**What the task requires:** From the line containing "Return one point per instance of the swamp" down to the final line of the entries below, quote every line verbatim. Exclude pictures.

**Supplied material:**

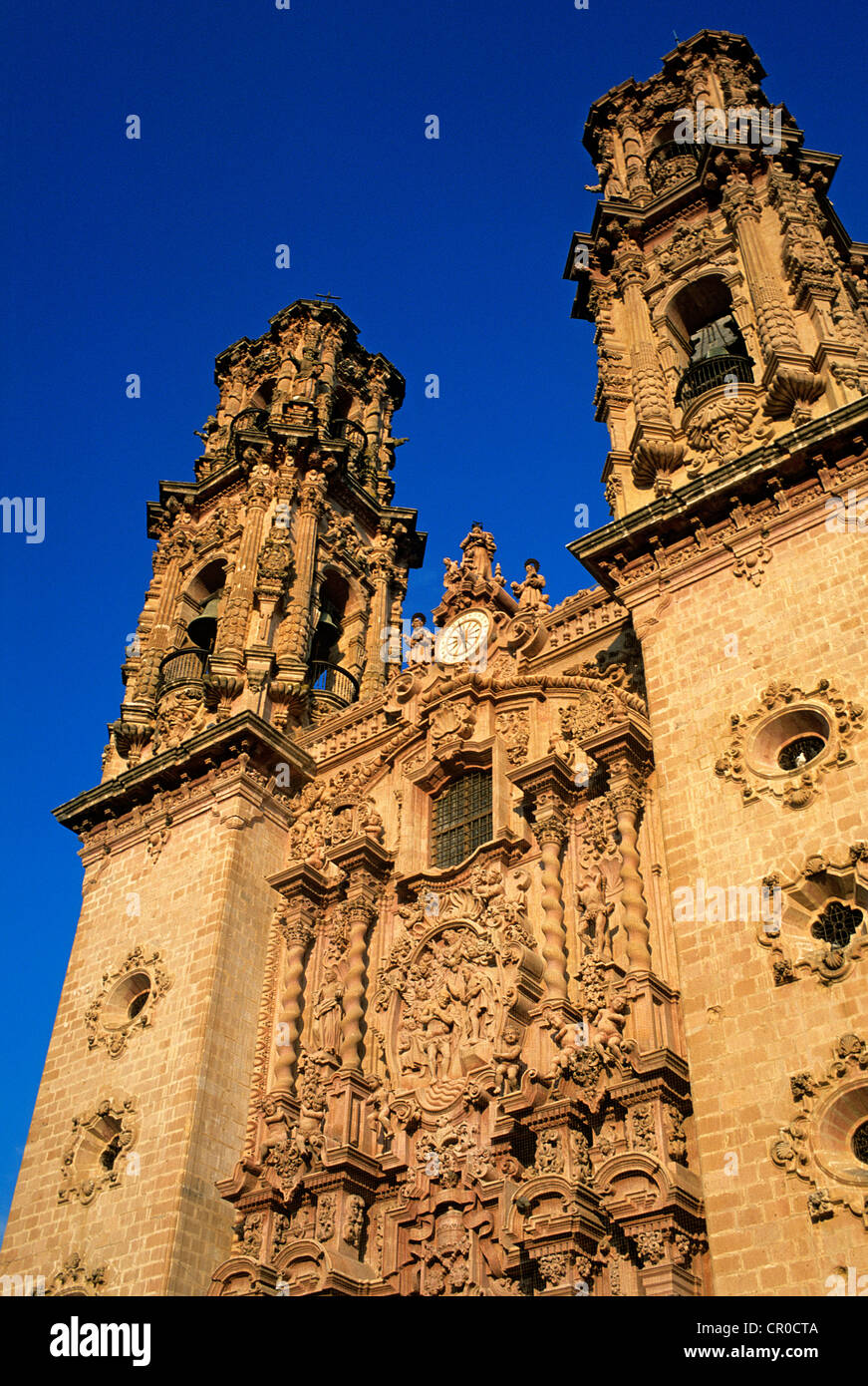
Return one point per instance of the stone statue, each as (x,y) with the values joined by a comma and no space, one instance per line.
(608,1029)
(439,1024)
(529,593)
(507,1062)
(421,640)
(477,549)
(594,912)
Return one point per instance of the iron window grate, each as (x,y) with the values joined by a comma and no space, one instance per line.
(461,818)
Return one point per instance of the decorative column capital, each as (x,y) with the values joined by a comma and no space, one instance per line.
(302,885)
(625,749)
(366,866)
(296,928)
(550,792)
(312,494)
(738,201)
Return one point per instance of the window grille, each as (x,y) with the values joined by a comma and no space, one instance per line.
(461,818)
(836,923)
(800,752)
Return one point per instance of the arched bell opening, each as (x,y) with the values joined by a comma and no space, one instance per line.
(331,681)
(671,161)
(708,340)
(196,628)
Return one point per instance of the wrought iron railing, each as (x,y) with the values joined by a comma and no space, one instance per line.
(183,667)
(671,163)
(712,372)
(333,678)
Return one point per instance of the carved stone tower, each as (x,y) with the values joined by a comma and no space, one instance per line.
(731,313)
(276,575)
(522,956)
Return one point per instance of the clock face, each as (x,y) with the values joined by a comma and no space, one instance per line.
(464,639)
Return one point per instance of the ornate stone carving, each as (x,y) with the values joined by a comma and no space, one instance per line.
(814,1147)
(74,1278)
(785,713)
(722,430)
(97,1155)
(514,729)
(127,999)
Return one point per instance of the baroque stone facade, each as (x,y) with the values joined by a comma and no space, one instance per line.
(502,958)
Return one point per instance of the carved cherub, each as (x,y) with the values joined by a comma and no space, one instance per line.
(594,912)
(452,571)
(529,592)
(608,1029)
(564,1036)
(507,1061)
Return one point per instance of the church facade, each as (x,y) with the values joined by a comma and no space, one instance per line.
(522,951)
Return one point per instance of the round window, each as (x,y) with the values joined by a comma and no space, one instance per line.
(800,752)
(127,999)
(789,740)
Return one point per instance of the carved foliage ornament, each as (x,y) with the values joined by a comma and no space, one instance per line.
(821,1143)
(331,813)
(821,928)
(74,1278)
(785,745)
(97,1155)
(125,1001)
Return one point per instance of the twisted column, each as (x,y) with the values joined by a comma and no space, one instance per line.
(159,632)
(360,916)
(294,633)
(775,323)
(298,935)
(234,620)
(551,835)
(627,803)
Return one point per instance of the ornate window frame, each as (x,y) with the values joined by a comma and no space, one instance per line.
(84,1173)
(104,1017)
(815,1145)
(783,713)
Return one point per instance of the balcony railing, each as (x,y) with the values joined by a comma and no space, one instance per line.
(334,681)
(671,164)
(709,373)
(183,667)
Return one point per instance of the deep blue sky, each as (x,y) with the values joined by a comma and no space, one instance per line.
(302,127)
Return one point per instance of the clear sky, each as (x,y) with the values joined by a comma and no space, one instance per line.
(306,127)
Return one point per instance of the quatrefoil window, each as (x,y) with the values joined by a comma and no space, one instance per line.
(836,923)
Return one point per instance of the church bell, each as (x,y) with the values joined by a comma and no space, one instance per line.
(202,629)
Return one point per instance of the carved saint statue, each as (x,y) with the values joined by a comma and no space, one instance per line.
(529,592)
(328,1013)
(477,549)
(421,640)
(594,912)
(608,1030)
(439,1024)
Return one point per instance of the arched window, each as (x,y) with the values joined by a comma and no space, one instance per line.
(461,818)
(708,338)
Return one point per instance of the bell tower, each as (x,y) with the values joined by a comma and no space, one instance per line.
(731,326)
(276,574)
(278,568)
(728,299)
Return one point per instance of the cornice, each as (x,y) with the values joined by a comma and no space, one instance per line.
(241,735)
(764,482)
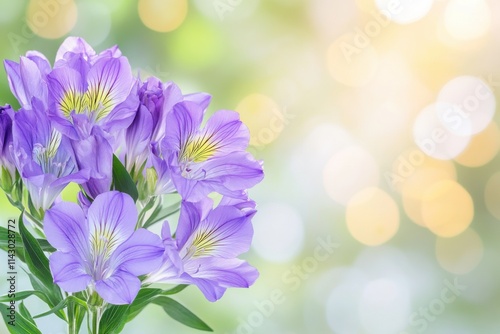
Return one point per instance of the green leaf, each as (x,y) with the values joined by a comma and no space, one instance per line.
(160,213)
(77,311)
(62,305)
(122,180)
(175,289)
(178,312)
(20,296)
(22,325)
(143,299)
(25,313)
(113,319)
(38,265)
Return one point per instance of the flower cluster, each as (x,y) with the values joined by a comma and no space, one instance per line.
(128,143)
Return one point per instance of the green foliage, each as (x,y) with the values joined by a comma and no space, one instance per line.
(38,265)
(180,313)
(122,180)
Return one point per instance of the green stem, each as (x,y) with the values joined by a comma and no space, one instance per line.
(71,318)
(96,304)
(96,318)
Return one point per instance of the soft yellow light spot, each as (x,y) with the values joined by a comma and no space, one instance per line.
(467,19)
(352,60)
(372,216)
(51,19)
(418,175)
(205,47)
(482,148)
(163,15)
(492,195)
(348,172)
(414,189)
(366,5)
(447,209)
(461,254)
(263,117)
(405,11)
(413,160)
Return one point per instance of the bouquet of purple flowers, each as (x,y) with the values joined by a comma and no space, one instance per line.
(139,153)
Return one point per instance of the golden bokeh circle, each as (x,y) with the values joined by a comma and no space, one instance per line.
(482,148)
(372,216)
(162,15)
(51,19)
(352,60)
(263,117)
(492,195)
(447,208)
(461,254)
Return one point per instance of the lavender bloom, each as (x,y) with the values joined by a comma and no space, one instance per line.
(95,154)
(143,136)
(100,250)
(8,169)
(43,156)
(205,249)
(88,90)
(27,79)
(208,159)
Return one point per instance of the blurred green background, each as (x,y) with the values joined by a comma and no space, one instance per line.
(376,121)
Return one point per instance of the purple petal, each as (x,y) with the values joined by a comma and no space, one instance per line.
(34,83)
(66,90)
(235,171)
(171,267)
(226,233)
(40,60)
(66,229)
(109,83)
(123,114)
(68,272)
(120,288)
(213,276)
(112,216)
(96,155)
(182,124)
(138,138)
(16,83)
(140,254)
(190,217)
(227,132)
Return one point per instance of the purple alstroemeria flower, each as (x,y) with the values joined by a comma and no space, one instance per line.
(43,156)
(100,250)
(143,136)
(95,154)
(209,159)
(88,90)
(8,169)
(27,79)
(206,247)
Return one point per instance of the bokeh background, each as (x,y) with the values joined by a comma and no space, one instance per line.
(376,121)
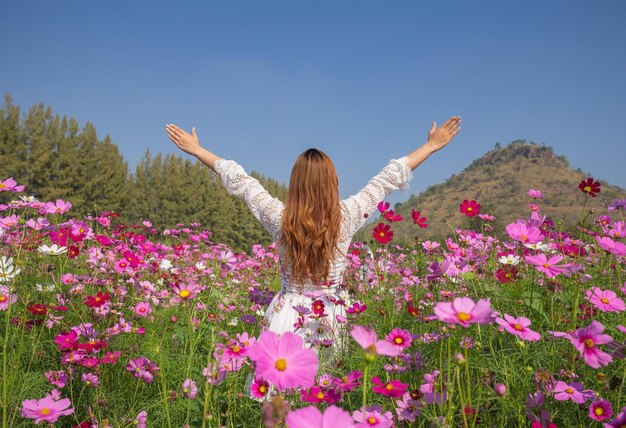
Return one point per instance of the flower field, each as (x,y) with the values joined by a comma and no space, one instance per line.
(110,324)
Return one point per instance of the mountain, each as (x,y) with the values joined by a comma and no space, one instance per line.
(499,181)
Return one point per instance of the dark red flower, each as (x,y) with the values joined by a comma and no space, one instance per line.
(38,309)
(72,252)
(469,208)
(589,186)
(383,233)
(98,300)
(420,221)
(318,307)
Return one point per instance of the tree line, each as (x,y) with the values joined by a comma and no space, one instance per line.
(56,158)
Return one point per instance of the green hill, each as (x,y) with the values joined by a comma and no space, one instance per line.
(499,181)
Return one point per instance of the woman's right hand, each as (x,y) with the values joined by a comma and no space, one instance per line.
(439,137)
(188,143)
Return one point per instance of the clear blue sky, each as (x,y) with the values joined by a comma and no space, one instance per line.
(362,80)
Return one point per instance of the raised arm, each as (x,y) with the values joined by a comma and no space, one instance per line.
(190,144)
(396,175)
(438,138)
(236,181)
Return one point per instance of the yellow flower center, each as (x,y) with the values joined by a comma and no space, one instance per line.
(463,316)
(281,365)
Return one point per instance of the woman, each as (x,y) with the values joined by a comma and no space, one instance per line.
(313,227)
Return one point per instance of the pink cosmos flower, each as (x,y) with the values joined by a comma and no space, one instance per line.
(309,417)
(367,339)
(574,391)
(349,382)
(605,300)
(46,409)
(600,410)
(283,361)
(518,327)
(10,185)
(464,311)
(58,207)
(519,231)
(190,389)
(90,379)
(373,417)
(610,246)
(400,338)
(547,266)
(585,341)
(259,388)
(393,388)
(143,308)
(140,420)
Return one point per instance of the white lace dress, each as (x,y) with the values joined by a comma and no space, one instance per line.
(281,315)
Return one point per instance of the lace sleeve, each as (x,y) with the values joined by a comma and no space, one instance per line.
(396,175)
(264,207)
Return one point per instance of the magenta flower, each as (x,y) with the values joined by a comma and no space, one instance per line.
(523,233)
(605,300)
(259,388)
(46,409)
(393,388)
(282,360)
(547,266)
(610,246)
(140,420)
(585,341)
(464,311)
(190,389)
(10,185)
(373,417)
(367,339)
(600,410)
(349,382)
(90,379)
(400,338)
(310,416)
(518,327)
(574,391)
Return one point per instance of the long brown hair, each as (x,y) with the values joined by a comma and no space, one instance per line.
(312,217)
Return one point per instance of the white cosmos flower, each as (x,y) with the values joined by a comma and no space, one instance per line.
(509,259)
(53,250)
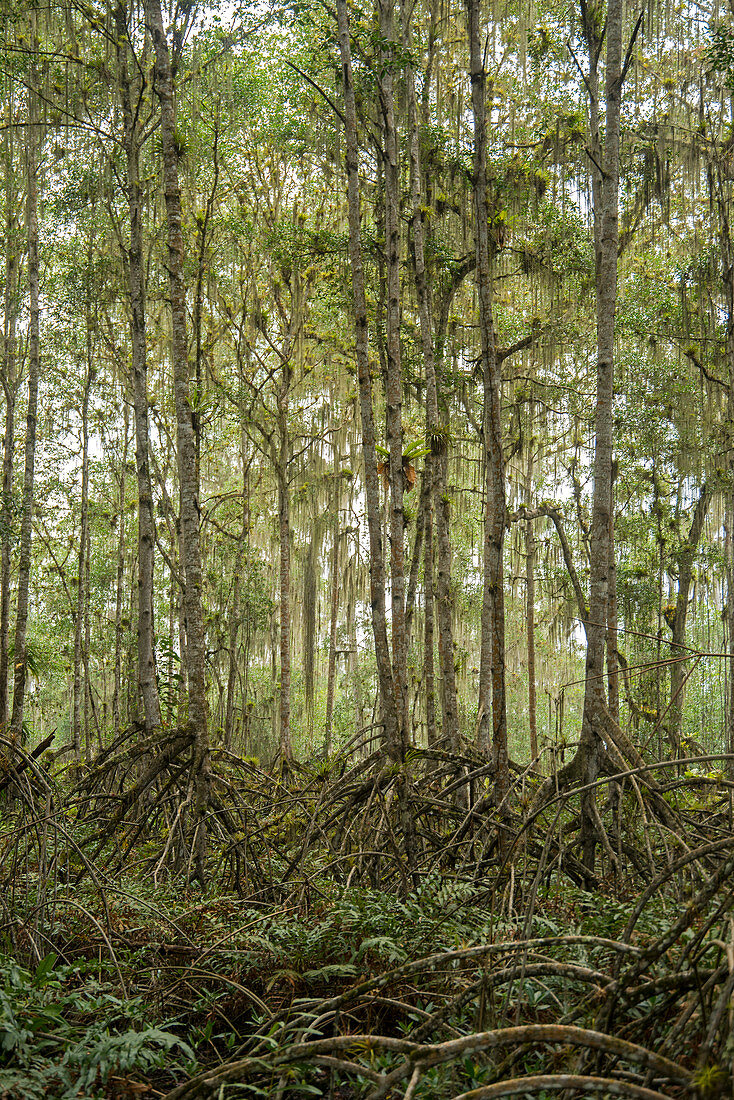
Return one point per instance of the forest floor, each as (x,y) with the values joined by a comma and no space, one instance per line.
(318,960)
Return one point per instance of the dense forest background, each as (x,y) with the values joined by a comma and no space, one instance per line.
(367,549)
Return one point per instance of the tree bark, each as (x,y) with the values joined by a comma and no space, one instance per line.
(606,240)
(492,696)
(81,574)
(387,697)
(428,664)
(529,605)
(185,439)
(686,558)
(34,365)
(285,745)
(333,609)
(10,389)
(117,693)
(394,376)
(437,439)
(237,595)
(146,670)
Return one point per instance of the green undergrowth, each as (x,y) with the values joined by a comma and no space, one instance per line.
(154,982)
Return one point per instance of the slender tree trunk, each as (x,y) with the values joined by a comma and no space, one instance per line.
(428,668)
(80,579)
(237,595)
(678,668)
(34,359)
(612,628)
(437,441)
(529,609)
(606,237)
(492,699)
(146,670)
(285,745)
(117,694)
(333,609)
(387,697)
(394,376)
(185,439)
(9,386)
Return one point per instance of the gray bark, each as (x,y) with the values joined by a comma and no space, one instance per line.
(492,696)
(10,388)
(606,239)
(387,697)
(34,365)
(146,670)
(185,440)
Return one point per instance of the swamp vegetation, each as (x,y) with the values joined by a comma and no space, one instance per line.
(367,550)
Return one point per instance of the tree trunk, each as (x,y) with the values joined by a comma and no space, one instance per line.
(146,671)
(333,609)
(492,659)
(237,608)
(394,377)
(10,388)
(117,694)
(529,608)
(606,239)
(285,746)
(686,558)
(185,440)
(33,359)
(428,668)
(612,628)
(387,699)
(80,576)
(438,442)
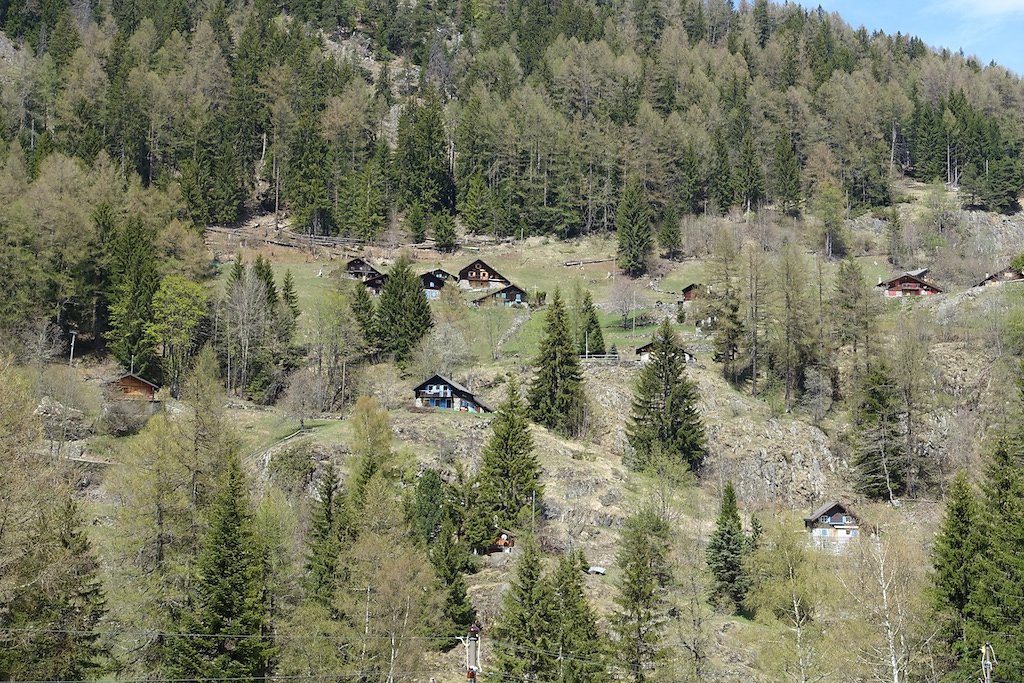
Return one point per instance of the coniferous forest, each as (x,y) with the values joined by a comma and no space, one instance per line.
(217,460)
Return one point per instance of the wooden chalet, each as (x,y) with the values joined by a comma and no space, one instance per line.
(911,283)
(446,394)
(432,285)
(1009,274)
(507,296)
(832,525)
(644,353)
(479,275)
(693,291)
(359,268)
(375,284)
(132,387)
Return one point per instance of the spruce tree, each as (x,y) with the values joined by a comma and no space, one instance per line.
(726,552)
(53,619)
(509,477)
(445,239)
(665,427)
(785,175)
(577,637)
(749,179)
(365,312)
(954,558)
(633,229)
(642,601)
(417,223)
(591,338)
(669,238)
(323,542)
(881,459)
(289,295)
(522,631)
(556,397)
(226,601)
(403,312)
(996,603)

**Task response:**
Return one point per instance of the swamp vegetation, each as (x,y) with the values joined by a comma and no space, one instance per line.
(367,550)
Return one point per instance of the tree trunk, each as (x,y) with the values joined by a comma and no space, one instance per line.
(146,671)
(333,609)
(492,659)
(237,608)
(394,377)
(10,388)
(117,694)
(529,608)
(606,239)
(285,746)
(686,558)
(185,440)
(33,359)
(428,668)
(612,628)
(387,699)
(80,576)
(438,442)
Return one point per instance of the coniferous forest, each as (x,y) with the values joined by a comma and no space, one instance per line.
(217,460)
Return one point per instance of the wooden chalet, each as (x,y) with the values joined by a comma and no space, one instance per line.
(911,283)
(446,394)
(432,285)
(1009,274)
(507,296)
(832,525)
(644,353)
(479,275)
(693,291)
(359,268)
(375,284)
(132,387)
Return one point per instance of the spruce tree, each as (x,y) with the values joined by a comma and no space, one instance per line.
(726,552)
(53,619)
(509,477)
(445,239)
(665,427)
(785,175)
(577,637)
(749,179)
(365,312)
(954,558)
(633,229)
(642,601)
(417,223)
(591,338)
(669,238)
(323,542)
(881,459)
(289,295)
(522,631)
(556,397)
(226,601)
(403,312)
(996,603)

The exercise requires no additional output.